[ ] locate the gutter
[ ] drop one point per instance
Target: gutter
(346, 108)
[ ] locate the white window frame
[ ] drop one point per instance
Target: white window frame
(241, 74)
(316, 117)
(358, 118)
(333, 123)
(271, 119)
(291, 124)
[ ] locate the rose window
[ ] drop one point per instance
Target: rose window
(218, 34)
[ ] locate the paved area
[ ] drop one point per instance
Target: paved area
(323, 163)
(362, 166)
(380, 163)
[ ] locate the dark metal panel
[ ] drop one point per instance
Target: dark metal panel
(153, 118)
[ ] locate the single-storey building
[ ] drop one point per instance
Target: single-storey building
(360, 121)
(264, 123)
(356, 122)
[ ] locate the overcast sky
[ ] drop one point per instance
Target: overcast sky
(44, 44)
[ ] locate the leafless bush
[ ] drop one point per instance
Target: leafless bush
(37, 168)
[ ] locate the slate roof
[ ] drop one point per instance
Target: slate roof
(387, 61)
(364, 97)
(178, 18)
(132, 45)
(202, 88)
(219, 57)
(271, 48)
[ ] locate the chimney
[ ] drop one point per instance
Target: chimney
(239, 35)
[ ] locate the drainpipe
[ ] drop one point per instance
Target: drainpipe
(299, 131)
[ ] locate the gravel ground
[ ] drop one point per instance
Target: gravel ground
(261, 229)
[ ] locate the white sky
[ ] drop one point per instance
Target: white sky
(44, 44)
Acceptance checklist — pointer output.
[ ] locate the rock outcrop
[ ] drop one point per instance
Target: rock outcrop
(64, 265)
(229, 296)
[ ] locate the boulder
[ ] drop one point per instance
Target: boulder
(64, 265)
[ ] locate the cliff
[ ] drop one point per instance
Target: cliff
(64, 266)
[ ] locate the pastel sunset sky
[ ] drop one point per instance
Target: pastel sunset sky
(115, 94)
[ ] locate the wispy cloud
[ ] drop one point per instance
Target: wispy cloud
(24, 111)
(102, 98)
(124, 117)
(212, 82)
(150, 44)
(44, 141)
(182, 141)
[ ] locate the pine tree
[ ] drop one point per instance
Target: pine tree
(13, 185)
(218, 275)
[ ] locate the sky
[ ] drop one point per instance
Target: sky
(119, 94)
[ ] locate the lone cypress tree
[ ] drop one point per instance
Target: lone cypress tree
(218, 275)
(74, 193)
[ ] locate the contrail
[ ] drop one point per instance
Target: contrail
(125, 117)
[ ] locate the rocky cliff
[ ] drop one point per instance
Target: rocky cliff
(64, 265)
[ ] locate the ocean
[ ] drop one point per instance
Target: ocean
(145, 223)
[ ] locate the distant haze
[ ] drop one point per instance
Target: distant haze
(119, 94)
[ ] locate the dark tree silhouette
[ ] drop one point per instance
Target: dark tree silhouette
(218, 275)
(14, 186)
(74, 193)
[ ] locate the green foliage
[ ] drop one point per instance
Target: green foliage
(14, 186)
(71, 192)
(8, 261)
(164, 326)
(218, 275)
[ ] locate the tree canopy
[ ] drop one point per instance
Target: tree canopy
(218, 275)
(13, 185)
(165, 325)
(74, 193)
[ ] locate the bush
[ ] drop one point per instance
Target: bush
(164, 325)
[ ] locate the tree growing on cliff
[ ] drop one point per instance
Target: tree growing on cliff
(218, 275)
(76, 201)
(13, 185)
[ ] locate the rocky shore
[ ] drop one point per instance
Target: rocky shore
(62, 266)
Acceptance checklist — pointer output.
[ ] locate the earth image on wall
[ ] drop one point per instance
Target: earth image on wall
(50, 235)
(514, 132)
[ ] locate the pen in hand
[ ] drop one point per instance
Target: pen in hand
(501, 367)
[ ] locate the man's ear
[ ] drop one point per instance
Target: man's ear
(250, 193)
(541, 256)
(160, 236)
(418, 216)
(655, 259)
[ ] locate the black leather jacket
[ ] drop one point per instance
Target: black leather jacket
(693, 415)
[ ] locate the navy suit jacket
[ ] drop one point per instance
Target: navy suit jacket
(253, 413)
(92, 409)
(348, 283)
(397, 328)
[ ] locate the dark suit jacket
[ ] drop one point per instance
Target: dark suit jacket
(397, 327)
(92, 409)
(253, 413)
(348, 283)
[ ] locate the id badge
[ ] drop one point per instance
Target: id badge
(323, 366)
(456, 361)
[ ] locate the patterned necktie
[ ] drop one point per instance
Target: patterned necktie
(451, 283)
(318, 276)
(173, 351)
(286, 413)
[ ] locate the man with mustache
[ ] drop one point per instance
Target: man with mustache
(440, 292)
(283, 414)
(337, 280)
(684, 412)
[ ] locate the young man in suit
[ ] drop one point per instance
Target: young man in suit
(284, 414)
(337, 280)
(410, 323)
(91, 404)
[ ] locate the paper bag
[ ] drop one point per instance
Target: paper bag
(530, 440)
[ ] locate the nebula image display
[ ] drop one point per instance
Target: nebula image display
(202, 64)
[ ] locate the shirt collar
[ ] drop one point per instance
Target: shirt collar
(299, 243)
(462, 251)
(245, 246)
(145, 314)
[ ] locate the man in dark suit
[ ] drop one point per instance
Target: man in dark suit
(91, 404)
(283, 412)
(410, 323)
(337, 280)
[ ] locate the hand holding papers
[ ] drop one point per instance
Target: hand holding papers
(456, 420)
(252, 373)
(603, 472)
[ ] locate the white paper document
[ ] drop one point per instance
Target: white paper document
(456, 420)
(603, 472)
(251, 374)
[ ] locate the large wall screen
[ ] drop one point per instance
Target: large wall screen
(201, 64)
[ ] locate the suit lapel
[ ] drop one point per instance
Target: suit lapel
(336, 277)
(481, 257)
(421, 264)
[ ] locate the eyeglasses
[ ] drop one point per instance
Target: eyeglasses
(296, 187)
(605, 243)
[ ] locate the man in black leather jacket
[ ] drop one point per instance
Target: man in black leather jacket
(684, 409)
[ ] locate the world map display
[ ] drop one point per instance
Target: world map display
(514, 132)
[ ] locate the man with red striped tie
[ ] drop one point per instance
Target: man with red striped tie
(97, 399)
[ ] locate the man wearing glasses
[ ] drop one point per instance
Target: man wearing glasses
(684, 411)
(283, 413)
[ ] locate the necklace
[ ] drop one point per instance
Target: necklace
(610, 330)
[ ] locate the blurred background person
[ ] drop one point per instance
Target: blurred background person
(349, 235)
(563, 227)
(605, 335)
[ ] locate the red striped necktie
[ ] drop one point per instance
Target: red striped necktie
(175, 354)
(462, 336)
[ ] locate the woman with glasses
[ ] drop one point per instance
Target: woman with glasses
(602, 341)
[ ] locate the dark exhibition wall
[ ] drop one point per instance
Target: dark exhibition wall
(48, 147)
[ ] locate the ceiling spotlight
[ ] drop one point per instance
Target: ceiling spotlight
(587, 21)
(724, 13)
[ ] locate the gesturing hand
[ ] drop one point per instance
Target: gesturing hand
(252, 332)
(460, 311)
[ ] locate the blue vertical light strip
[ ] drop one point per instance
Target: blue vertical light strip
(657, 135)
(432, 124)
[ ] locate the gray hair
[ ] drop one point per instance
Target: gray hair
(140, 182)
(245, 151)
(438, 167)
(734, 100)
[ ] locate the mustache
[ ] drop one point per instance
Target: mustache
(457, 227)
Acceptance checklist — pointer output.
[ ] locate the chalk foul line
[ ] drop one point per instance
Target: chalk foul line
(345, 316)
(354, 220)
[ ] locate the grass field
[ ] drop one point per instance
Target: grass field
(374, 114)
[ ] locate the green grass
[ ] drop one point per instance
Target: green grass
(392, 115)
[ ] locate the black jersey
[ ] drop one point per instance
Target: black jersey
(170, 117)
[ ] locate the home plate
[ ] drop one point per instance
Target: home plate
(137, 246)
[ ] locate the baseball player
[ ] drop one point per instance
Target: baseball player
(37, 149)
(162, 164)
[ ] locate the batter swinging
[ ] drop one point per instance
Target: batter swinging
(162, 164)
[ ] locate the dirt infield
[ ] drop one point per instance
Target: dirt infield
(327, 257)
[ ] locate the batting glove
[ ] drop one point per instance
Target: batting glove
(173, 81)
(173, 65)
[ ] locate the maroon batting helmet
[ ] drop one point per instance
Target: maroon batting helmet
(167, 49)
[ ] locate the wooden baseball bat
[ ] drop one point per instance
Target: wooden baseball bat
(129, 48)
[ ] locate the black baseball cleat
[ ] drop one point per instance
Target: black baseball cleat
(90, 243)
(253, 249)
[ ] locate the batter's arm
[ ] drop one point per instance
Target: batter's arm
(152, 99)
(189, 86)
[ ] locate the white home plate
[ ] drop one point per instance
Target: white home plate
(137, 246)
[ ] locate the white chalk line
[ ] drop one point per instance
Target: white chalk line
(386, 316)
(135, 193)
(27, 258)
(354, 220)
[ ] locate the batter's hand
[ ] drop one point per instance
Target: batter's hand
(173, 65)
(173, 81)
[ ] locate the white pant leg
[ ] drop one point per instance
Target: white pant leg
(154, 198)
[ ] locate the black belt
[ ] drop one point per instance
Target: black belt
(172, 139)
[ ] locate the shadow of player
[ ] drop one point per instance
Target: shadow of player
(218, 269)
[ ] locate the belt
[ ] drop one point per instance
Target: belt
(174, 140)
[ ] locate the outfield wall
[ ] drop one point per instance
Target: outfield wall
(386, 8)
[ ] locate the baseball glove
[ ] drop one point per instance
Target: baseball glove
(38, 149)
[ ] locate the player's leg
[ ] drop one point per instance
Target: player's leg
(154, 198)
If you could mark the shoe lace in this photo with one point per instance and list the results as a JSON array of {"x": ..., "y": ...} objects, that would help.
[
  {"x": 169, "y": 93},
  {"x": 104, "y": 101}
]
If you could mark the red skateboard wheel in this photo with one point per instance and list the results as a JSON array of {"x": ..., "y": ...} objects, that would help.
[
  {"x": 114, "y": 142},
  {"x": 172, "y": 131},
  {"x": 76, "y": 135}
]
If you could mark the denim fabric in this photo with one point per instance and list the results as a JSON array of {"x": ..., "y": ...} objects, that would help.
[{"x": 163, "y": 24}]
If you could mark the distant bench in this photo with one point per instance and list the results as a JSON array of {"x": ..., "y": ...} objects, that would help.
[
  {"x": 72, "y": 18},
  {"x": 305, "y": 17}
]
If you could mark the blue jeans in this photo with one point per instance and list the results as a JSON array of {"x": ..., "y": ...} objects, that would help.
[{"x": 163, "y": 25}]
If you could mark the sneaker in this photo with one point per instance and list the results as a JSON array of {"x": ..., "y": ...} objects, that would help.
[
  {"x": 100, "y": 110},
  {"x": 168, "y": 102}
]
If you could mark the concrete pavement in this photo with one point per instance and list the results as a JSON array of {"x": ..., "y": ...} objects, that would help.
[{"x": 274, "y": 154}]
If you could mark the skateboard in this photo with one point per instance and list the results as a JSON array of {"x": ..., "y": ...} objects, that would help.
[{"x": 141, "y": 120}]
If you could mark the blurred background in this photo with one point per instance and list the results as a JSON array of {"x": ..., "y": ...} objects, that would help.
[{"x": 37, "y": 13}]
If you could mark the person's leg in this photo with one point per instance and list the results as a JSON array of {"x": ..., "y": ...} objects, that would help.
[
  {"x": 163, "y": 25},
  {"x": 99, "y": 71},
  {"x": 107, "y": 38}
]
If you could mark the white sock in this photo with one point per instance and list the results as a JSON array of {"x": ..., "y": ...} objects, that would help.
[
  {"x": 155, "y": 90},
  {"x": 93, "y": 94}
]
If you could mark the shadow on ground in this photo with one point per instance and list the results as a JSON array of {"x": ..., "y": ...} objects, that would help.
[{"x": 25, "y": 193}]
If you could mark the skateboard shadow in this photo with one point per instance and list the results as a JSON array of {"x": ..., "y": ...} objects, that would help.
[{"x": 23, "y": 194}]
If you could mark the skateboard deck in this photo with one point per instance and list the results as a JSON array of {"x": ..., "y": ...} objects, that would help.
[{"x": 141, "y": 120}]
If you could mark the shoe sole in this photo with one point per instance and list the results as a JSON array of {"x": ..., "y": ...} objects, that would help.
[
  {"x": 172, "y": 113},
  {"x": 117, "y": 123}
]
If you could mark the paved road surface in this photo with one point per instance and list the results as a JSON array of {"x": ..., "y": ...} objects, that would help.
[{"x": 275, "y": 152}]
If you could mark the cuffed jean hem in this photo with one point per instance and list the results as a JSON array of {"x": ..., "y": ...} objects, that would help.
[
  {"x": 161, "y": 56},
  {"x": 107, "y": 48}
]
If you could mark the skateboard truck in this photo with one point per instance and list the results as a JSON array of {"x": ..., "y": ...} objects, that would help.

*-*-*

| What the task asks |
Write out again every line from the one containing "If you could mark the cuffed" up to and including the last line. Multiply each x and y coordinate by 1.75 and round it to a whole number, rounding halves up, and leave the rest of the text unchanged.

| Answer in full |
If you could mark the cuffed jean hem in this photo with one point per instance and list the results as a JSON array of {"x": ..., "y": ...} objects, that would help.
[
  {"x": 282, "y": 98},
  {"x": 187, "y": 84}
]
If you could mark the skateboard truck in this photo with one point per instance and list the results as a JSON array of {"x": ..., "y": ...} objects, that would help.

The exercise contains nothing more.